- _Task details_: Would you return the lines that run from the start of the data below to the line with "Draw the outline of every instance of the house", both included, exactly as written and without pictures?

- _Records for the exercise_:
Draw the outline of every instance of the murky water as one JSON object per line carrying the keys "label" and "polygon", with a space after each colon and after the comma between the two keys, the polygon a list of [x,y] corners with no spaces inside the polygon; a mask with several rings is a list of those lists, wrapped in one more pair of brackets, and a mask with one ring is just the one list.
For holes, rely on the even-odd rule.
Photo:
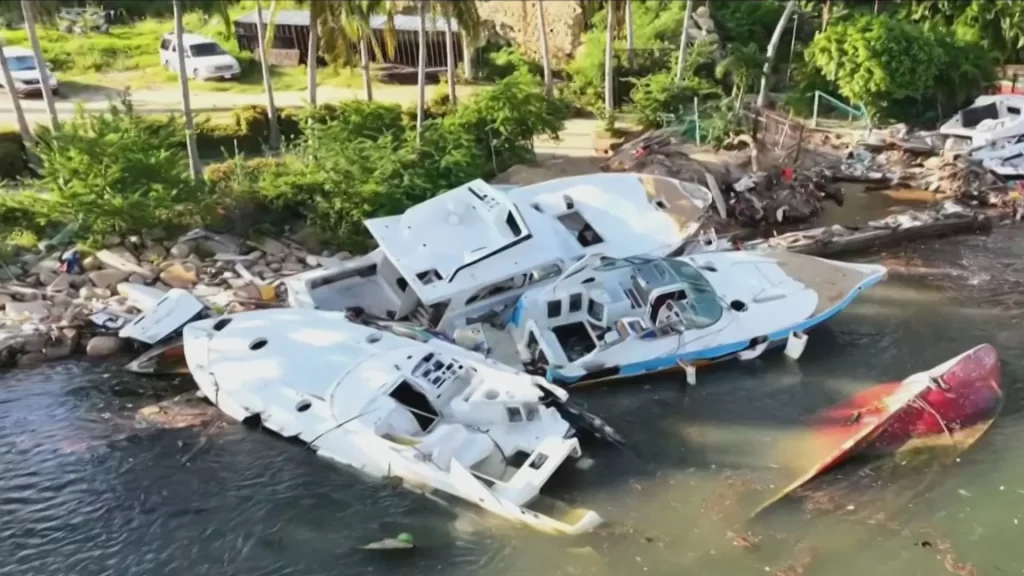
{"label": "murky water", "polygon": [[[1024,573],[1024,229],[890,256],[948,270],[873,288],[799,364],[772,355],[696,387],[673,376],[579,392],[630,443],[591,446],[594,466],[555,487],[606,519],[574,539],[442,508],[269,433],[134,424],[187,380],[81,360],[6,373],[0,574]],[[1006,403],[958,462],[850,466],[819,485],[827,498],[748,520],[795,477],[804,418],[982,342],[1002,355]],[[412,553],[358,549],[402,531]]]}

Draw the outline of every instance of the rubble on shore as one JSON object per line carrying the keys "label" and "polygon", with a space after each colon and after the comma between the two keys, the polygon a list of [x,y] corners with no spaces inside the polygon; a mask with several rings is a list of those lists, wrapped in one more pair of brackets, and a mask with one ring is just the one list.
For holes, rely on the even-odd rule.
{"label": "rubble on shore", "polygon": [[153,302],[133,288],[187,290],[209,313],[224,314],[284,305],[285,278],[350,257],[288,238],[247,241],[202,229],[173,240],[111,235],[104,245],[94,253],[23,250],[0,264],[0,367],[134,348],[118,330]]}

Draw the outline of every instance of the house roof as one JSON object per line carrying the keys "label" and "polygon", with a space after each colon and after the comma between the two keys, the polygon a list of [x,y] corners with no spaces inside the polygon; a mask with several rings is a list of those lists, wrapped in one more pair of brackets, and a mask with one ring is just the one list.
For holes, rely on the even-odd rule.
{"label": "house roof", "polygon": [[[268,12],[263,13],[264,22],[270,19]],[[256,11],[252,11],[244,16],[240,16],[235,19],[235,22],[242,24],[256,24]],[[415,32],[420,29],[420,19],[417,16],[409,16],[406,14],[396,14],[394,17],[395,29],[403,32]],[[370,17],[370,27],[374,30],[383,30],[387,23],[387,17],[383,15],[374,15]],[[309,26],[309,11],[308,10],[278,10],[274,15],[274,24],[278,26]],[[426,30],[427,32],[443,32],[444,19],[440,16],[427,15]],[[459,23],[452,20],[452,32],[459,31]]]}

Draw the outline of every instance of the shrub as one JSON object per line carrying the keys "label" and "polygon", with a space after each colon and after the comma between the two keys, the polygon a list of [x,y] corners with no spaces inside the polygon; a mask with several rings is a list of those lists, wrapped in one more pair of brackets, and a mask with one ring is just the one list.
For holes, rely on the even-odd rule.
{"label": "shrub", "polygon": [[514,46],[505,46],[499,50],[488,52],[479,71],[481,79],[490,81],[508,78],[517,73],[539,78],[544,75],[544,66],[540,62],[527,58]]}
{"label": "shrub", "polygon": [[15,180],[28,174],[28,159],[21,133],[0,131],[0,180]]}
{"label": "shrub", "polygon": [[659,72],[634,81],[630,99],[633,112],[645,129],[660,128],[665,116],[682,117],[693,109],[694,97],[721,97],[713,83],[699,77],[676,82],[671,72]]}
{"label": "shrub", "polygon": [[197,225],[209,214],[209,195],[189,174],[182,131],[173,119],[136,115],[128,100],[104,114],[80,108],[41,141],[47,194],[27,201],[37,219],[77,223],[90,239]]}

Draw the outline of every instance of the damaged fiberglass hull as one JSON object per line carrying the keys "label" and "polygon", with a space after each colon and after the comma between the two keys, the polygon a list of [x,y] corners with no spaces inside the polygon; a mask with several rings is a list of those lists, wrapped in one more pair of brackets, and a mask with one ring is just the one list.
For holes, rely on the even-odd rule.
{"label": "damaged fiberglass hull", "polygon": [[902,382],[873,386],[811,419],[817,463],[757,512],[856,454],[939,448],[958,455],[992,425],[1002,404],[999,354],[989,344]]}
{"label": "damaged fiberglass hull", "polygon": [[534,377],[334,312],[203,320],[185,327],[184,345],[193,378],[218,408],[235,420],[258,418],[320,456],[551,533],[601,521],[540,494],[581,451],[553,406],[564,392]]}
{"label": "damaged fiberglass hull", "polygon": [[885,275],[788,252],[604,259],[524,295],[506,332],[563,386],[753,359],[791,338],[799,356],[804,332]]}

- _Answer to the exercise_:
Draw the outline of every instance of the murky water as one JSON object per line carrying the keys "label" and "polygon", with a space after each colon and after the comma between the two keys, the polygon a list of [x,y] corners with no spaces inside the polygon; a mask with several rings is a list of those lists, wrapped in one more pair of brackets, and a mask with one ring is just the one list.
For holes, rely on the even-odd rule.
Photo:
{"label": "murky water", "polygon": [[[1024,573],[1024,229],[890,256],[948,270],[873,288],[799,364],[772,355],[696,387],[673,376],[579,392],[630,443],[591,446],[594,466],[555,487],[606,519],[574,539],[442,508],[269,433],[134,424],[187,380],[81,360],[6,373],[0,574]],[[1006,403],[958,462],[850,466],[819,485],[827,498],[748,520],[795,477],[804,418],[982,342],[1002,355]],[[412,553],[358,549],[402,531]]]}

Draw the outline of every instance of the rubble on shore as one JSON object per line carrying the keys "label" and "polygon", with a space after each colon and after the comma between the two keys, the polygon a list of [x,y] corners with no spaces inside the polygon; a mask with several rings is a list of those lists, wrapped in one more pair of brackets, and a mask with one ring is just the one list.
For holes, rely on the even-odd rule.
{"label": "rubble on shore", "polygon": [[153,302],[133,288],[187,290],[209,313],[224,314],[284,305],[285,278],[350,257],[288,238],[247,241],[202,229],[173,240],[111,235],[104,245],[94,253],[23,250],[0,264],[0,367],[134,348],[118,330]]}

Draw the outline of every instance of the house roof as one JSON object per line carrying the keys "label" and "polygon", with a space after each colon and after the comma between the two keys, the polygon a list of [x,y] corners with no spaces inside the polygon; a mask with several rings is a list of those lists, wrapped in one more pair of brackets, and a mask with one ring is just the one list.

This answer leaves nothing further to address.